No findings were identified.

1R11 Licensed Operator Requalification Program and Licensed Operator Performance

.1 Review of Licensed Operator Requalification

a. Inspection Scope

On September 24, 2014, the inspectors observed an evaluated simulator scenario performed by an operating crew on Unit 1. On July 16, 2014, the inspectors observed an evaluated simulator scenario performed by an operating crew on Unit 2. The inspectors assessed the performance of the operators and the evaluators critique of their performance.

These activities constitute completion of two quarterly licensed operator requalification program samples, as defined in Inspection Procedure 71111.11.

b. Findings

No findings were identified.

.2 Review of Licensed Operator Performance

a. Inspection Scope

The inspectors observed the performance of on-shift licensed operators in the plants main control room. The inspectors observed the operators performance of the following activities:

  • July 25, 2014, Unit 2, moderator temperature coefficient testing
  • August 13, 2014, Unit 1, emergency diesel generator, train B, quarterly test In addition, the inspectors assessed the operators adherence to plant procedures, including the conduct of operations procedure and other operations department policies.

These activities constitute completion of two quarterly licensed operator performance samples, as defined in Inspection Procedure 71111.11.

b. Findings

No findings were identified.

PROBLEMS TO SOLVE —
A - In the inspection report, take the part that opens with the words "On September 24, 2014, the" and closes with "of their performance.", and change "operating crew" to "operations crew" throughout it.
B - According to the inspection report, on what date did the inspectors observe moderator temperature coefficient testing on Unit 2?
C - Proceed with the inspection report from the point where its text ends.

MATERIAL SUPPLIED —
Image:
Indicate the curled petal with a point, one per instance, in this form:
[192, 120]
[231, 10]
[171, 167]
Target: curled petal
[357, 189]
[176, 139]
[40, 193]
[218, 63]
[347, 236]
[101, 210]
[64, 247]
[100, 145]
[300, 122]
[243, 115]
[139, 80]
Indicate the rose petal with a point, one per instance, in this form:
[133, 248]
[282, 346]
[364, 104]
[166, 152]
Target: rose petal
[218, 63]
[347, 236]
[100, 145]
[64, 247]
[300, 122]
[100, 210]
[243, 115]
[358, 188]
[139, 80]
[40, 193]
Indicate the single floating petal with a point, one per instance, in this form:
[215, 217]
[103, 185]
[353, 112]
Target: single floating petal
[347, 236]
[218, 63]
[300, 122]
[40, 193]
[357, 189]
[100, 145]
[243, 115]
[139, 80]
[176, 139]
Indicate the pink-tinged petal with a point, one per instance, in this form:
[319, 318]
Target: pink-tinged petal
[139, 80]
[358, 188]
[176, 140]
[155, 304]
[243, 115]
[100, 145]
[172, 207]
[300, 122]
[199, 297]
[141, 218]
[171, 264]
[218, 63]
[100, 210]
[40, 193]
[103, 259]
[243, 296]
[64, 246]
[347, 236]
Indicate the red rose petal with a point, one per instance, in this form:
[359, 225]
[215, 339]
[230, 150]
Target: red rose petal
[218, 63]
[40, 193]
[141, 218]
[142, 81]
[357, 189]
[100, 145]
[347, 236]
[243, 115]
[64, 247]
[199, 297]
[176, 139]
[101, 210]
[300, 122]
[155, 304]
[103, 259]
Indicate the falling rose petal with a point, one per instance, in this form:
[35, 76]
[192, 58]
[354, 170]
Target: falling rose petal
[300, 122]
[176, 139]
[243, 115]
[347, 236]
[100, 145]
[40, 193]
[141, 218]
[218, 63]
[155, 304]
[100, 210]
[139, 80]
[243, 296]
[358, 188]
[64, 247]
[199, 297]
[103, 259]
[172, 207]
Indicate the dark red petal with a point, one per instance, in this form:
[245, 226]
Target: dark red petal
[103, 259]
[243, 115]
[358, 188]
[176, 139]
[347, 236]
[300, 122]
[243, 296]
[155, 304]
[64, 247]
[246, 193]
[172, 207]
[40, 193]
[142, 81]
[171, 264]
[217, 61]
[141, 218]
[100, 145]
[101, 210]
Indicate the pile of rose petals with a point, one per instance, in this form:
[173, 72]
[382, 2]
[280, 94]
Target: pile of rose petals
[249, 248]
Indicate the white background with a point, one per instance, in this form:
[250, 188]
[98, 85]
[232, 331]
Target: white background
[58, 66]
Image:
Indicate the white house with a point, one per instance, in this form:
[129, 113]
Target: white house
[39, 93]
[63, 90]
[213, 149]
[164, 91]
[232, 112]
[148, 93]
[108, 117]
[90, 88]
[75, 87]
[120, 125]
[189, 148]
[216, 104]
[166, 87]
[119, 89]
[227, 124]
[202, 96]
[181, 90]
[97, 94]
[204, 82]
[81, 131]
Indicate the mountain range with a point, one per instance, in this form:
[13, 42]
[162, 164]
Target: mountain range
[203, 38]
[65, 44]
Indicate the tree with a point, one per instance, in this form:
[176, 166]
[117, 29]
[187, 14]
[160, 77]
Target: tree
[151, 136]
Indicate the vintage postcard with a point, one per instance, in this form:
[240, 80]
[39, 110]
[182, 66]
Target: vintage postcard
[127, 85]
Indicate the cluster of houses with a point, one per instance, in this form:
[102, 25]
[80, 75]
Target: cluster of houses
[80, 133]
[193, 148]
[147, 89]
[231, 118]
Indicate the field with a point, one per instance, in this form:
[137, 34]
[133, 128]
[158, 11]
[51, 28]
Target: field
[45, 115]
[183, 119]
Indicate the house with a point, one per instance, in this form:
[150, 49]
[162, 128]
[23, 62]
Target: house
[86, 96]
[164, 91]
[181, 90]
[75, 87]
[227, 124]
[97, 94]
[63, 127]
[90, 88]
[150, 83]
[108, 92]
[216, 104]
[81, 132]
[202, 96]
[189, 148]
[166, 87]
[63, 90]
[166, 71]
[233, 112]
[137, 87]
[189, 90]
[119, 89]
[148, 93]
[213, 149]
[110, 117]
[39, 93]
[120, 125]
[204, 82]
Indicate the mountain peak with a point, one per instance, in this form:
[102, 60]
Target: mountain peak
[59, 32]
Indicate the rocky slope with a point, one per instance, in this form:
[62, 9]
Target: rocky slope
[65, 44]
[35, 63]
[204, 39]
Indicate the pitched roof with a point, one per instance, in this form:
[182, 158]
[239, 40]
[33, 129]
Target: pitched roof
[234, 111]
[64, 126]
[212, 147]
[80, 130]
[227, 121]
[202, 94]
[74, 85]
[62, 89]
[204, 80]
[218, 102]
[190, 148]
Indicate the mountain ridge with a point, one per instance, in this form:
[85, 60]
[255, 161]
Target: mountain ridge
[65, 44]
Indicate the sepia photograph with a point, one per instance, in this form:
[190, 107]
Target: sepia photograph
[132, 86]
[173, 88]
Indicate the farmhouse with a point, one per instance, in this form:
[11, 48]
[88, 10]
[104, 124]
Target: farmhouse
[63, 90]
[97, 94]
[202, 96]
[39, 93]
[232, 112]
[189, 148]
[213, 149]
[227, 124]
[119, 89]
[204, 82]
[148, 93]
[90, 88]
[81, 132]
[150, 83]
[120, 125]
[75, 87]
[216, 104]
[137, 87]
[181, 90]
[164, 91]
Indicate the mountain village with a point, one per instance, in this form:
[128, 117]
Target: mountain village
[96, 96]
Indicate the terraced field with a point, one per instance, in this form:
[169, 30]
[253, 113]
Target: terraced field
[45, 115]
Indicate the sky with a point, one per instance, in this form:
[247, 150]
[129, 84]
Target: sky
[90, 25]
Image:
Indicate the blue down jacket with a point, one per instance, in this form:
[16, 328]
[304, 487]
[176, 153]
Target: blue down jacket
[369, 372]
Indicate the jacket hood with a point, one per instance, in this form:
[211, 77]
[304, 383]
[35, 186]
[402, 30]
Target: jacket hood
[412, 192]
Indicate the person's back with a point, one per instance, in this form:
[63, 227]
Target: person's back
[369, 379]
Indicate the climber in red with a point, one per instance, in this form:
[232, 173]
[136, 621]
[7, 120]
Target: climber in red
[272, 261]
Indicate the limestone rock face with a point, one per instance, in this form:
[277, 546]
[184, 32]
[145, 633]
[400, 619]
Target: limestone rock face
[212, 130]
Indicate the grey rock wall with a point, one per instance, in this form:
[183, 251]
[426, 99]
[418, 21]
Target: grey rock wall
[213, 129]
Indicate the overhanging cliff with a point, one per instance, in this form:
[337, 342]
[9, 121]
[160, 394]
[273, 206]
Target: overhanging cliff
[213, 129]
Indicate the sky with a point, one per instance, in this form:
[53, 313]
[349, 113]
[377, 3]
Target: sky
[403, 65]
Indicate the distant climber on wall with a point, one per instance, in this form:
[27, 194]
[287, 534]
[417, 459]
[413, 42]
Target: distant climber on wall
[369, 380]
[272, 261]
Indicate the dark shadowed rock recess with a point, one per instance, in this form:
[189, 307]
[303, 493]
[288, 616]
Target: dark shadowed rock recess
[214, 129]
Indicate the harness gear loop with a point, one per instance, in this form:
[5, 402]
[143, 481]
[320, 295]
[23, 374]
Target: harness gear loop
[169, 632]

TASK-BY-TASK ANSWERS —
A -
On September 24, 2014, the inspectors observed an evaluated simulator scenario performed by an operations crew on Unit 1. On July 16, 2014, the inspectors observed an evaluated simulator scenario performed by an operations crew on Unit 2. The inspectors assessed the performance of the operators and the evaluators critique of their performance.

B - July 25, 2014

C -
.3 Biennial Inspection

The licensed operator requalification program involves two training cycles that are conducted over a 2-year period. In the first cycle, the annual cycle, the operators are administered an operating test consisting of job performance measures and simulator scenarios. In the second part of the training cycle, the biennial cycle, operators are administered an operating test and a comprehensive written examination. During this inspection, Unit 1 was in the first part of the training cycle and Unit 2 was in the second part of the training cycle.

a. Inspection Scope

For Unit 1, inspectors observed portions of their 2014 operating test and 2013 comprehensive written examination. For Unit 2, inspectors observed portions of their 2014 operating test and comprehensive written examination. To assess the performance effectiveness of the licensed operator requalification program, inspectors conducted personnel interviews, reviewed medical records of licensed operators for conformance to license conditions, reviewed the minutes of training review group meetings to assess the responsiveness of the licensed operator requalification program to incorporate the lessons learned from both plant and industry events, reviewed examination security measures, simulator fidelity and existing logs of simulator deficiencies, and observed job performance measures and scenarios that were administered during the week of July 7, 2014. These observations allowed the inspectors to assess the licensee's effectiveness in conducting the operating test to ensure operator mastery of the training program content.

Inspectors reviewed the operating test results of both units and the results of the Unit 2 comprehensive written examinations. On September 16, 2014, the licensee informed the lead inspectors of the following results:

Unit 1:

  • 54 total licensed operators
  • 49 of 51 licensed operators passed all portions of their requalification examination (written, JPMs, or scenarios)
  • 10 of 11 crews passed the simulator scenario portion of the operating test Three licensed operators were not given a requalification examination since they are participating in the facility's senior reactor operator upgrade training program and, therefore, are not required to be tested. All three individuals are restricted from any watchstanding duties. The two individuals and one crew that failed their simulator scenarios were remediated, retested, and passed retake tests prior to returning to shift.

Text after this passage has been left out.